-- START Exercise inputs --

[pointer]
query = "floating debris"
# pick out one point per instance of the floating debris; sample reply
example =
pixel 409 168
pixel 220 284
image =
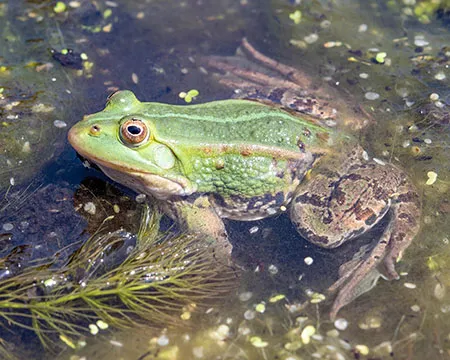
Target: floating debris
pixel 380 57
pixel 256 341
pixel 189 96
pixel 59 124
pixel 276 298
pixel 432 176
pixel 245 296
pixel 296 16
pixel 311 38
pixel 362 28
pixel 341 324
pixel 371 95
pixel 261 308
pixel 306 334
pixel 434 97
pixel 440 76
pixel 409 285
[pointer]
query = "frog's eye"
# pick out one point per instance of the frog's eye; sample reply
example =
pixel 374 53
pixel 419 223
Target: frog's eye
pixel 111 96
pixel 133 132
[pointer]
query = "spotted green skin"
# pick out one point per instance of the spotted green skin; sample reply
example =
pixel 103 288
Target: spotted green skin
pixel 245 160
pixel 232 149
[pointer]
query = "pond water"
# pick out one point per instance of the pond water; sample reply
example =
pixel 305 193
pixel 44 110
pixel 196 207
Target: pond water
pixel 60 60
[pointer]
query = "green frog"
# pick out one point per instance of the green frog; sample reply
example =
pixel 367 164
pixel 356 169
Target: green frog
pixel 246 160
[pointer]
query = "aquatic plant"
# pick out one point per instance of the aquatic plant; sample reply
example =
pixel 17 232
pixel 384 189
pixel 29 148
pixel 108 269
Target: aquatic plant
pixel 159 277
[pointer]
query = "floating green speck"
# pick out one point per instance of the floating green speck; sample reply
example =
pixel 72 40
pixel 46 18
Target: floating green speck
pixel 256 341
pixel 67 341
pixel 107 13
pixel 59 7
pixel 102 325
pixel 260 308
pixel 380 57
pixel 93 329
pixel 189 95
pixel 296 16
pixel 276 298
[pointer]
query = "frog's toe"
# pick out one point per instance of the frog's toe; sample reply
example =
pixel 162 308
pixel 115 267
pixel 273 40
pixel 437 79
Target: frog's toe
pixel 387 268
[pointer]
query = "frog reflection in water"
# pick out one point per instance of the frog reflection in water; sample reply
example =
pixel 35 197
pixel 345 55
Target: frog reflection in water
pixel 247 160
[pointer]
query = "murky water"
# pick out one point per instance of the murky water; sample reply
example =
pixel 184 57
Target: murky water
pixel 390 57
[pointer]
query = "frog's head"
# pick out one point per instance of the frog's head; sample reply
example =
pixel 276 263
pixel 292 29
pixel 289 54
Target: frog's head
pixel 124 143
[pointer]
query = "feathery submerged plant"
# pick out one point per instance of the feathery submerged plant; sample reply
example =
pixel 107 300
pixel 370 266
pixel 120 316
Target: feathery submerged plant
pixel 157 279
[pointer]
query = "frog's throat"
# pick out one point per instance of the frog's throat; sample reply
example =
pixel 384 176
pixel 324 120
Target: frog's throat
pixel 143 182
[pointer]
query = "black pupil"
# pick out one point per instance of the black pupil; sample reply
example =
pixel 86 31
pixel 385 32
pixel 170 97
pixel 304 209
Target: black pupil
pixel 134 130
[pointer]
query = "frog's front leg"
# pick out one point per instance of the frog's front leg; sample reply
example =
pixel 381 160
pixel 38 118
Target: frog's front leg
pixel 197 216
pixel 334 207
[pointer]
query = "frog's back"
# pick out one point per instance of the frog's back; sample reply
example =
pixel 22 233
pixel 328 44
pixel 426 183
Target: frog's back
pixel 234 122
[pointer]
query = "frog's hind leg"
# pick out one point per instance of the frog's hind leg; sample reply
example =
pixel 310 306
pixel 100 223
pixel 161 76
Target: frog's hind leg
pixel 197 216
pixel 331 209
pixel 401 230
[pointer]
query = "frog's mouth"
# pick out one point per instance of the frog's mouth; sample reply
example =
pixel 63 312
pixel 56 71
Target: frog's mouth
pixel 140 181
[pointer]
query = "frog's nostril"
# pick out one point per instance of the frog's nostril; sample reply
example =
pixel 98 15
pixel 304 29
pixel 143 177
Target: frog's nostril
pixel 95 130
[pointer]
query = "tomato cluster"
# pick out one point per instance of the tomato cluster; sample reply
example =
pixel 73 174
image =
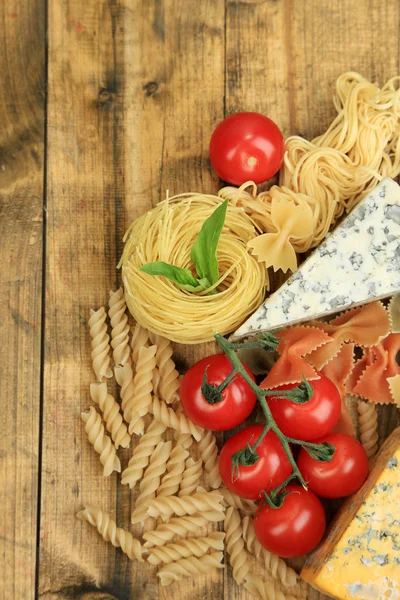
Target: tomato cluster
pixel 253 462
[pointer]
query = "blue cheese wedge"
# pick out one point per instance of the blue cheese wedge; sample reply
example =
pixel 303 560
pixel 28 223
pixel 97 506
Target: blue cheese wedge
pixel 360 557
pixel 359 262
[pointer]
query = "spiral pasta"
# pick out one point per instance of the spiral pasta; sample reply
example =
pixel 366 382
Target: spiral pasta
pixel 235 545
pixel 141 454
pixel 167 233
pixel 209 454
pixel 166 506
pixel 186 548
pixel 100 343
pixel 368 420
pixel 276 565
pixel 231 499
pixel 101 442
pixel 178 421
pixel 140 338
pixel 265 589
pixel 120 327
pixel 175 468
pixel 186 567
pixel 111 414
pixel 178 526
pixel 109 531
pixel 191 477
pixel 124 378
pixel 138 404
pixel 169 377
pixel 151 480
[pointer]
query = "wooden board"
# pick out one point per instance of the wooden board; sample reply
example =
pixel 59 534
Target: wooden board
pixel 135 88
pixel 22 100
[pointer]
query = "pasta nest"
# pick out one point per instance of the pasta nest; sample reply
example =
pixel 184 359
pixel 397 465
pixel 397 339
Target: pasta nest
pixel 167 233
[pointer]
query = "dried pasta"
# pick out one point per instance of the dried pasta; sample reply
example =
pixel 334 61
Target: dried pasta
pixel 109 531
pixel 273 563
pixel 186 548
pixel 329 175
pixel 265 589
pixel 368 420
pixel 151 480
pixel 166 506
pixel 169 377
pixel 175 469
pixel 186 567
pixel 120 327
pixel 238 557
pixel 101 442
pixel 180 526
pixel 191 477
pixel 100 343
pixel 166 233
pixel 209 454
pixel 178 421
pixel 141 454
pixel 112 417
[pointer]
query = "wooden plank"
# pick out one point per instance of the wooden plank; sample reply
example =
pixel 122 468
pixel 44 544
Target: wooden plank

-- END Exercise inputs --
-- START Exercise inputs --

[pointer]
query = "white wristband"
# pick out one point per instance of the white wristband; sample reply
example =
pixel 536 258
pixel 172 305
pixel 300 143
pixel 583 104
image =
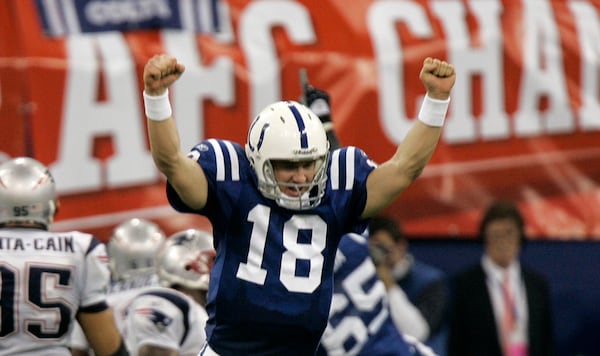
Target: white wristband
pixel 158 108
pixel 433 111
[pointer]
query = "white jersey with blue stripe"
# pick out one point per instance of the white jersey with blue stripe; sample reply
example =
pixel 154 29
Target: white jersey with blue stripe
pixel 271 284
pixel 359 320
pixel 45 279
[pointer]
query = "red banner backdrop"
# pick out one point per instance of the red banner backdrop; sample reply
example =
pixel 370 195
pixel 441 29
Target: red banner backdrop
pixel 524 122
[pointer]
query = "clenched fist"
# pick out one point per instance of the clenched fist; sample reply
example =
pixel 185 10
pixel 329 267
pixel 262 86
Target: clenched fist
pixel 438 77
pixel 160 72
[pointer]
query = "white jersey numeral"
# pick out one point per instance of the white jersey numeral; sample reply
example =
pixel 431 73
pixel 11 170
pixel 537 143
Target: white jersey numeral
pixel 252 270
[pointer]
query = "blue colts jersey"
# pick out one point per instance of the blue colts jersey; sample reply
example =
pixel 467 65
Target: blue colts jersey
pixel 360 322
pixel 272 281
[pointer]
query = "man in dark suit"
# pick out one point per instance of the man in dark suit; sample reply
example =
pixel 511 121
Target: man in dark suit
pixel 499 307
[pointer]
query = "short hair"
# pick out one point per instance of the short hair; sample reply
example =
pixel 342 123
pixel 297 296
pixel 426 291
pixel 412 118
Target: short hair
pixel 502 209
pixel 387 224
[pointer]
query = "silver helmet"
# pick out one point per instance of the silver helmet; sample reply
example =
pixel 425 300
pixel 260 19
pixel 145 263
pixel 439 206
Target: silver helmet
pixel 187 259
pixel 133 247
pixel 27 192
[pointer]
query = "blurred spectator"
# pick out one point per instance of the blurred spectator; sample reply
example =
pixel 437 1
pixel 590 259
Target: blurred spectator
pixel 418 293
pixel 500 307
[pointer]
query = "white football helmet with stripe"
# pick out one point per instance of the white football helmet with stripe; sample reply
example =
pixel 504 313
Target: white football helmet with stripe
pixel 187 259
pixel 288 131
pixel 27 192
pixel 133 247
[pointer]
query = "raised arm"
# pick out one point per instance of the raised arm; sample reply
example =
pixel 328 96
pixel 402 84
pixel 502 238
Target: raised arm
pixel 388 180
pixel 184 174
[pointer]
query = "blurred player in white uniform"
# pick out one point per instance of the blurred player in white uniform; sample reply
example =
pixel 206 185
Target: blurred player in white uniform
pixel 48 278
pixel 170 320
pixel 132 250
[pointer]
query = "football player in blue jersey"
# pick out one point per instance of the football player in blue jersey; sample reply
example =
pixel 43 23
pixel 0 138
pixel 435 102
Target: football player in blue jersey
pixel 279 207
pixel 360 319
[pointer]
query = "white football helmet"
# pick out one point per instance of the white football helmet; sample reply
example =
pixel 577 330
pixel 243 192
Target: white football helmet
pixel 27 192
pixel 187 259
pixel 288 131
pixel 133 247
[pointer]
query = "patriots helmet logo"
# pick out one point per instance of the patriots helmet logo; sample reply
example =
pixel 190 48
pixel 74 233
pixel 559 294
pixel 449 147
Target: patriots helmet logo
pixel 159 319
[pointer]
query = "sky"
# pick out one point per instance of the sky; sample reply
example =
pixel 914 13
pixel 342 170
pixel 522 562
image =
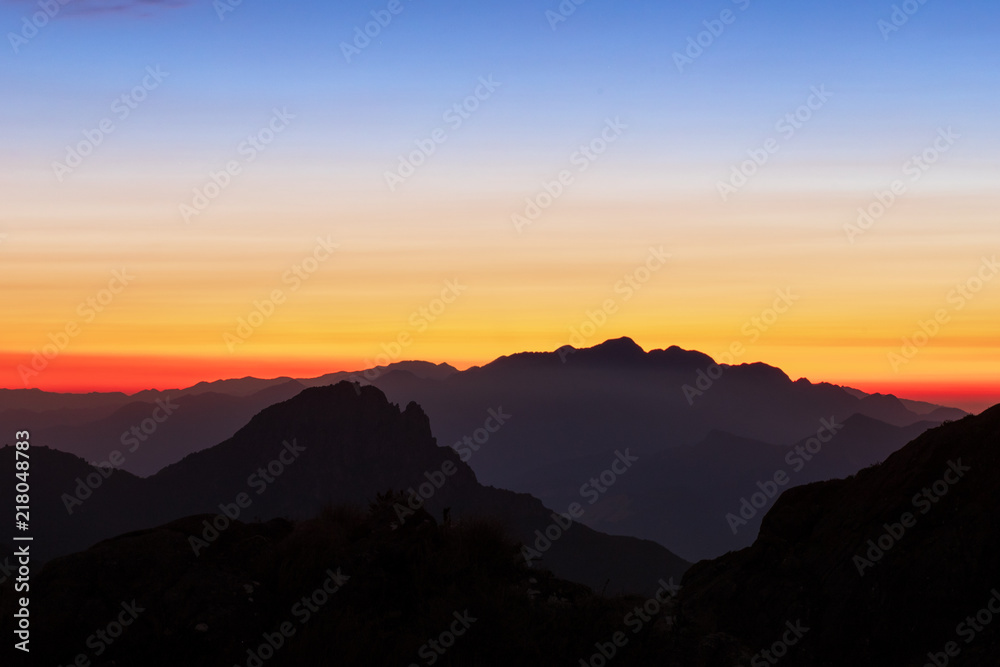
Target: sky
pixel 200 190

-- END Exercise inputs --

What is expected:
Tally the lines in the entries above that contain the word "dried", matching case exactly, and reply with only the count.

Exercise output:
3